De la bouillie bordelaise, du DDT, du glyphosate... Depuis des décennies, la France, aujourdhui le 1er pays consommateur de pesticides en Europe, utilise à forte dose les produits chimiques dans ses champs. La vigne, notamment, représente 3% des terres agricoles nationales mais consomme environ 15% des pesticides commercialisés sur notre territoire. Avec les conséquences pour la santé des consommateurs et des agriculteurs que l'on connaît. Ce que l'on sait moins, c'est que longtemps après leur interdiction, les pesticides restent dans l'environnement et peuvent ressurgir, comme vient de le mettre en évidence une étude conduite par le CNRS en Savoie, sur leurs effets à long terme dans le domaine viticole.

[Données fournies]:
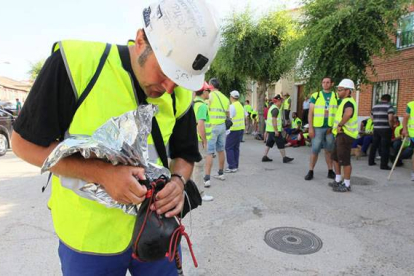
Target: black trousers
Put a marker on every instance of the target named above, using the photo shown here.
(381, 140)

[Exercices]:
A: D'après l'extrait sur les pesticides en France, quelle part des pesticides commercialisés sur le territoire la vigne consomme-t-elle ?
B: Prolongez l'extrait sur les pesticides en France en reprenant juste après sa dernière phrase.

[Réponses aux exercices]:
A: Environ 15 %.

B:
Enregistrements environnementaux
Pour les scientifiques, les carottes de sédiments constituent de véritables enregistrements environnementaux précieux pour comprendre l'état des environnements passés. En effet, ces archives sédimentaires renseignent sur les climats ou sur le type de végétation du passé mais aussi, et c’est le cas dans cette étude, sur les épandages de pesticides dans les champs au fil du temps. Grâce à l'analyse de prélèvements effectués dans les sols d'un lac, en Savoie, une équipe de 12 chercheurs français du CNRS conduite par le laboratoire Environnements, dynamiques et territoires de montagne (EDYTEM), a retrouvé les périodes d'utilisation d'une large variété de pesticides sur des décennies. Publiés le 13 octobre dernier, les résultats comportent une surprise de taille : le DDT, un insecticide banni en1972, a réapparu depuis les années 90...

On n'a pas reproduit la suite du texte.